Substitute "spray of water" for every occurrence of "fountain water jet" in the records below, and reproduce them with nothing else altered.

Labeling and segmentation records
--- start ---
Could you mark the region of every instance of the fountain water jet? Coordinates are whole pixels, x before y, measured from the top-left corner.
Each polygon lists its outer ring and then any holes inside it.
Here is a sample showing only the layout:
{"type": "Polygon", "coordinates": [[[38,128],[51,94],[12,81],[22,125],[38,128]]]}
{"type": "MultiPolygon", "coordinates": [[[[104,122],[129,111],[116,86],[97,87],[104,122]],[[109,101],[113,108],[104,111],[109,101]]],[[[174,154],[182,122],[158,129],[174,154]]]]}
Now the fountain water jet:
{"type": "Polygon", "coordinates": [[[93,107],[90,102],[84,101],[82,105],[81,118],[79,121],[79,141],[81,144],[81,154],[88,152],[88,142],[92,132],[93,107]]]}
--- end ---
EXERCISE RESPONSE.
Could you mark the region of every instance of the spray of water? Coordinates are whole pixels, x before y, measured from the top-left corner.
Each polygon lists its outer ring and then any holes inside it.
Here is a sample showing only the layout:
{"type": "Polygon", "coordinates": [[[38,128],[51,94],[12,81],[22,125],[38,128]]]}
{"type": "MultiPolygon", "coordinates": [[[[104,122],[129,111],[116,86],[97,87],[104,122]],[[109,101],[113,108],[104,111],[109,101]]],[[[174,154],[182,122],[158,129],[174,154]]]]}
Now the spray of water:
{"type": "Polygon", "coordinates": [[[93,107],[90,102],[84,101],[82,105],[81,118],[79,121],[79,141],[81,144],[81,154],[88,152],[88,142],[92,132],[93,107]]]}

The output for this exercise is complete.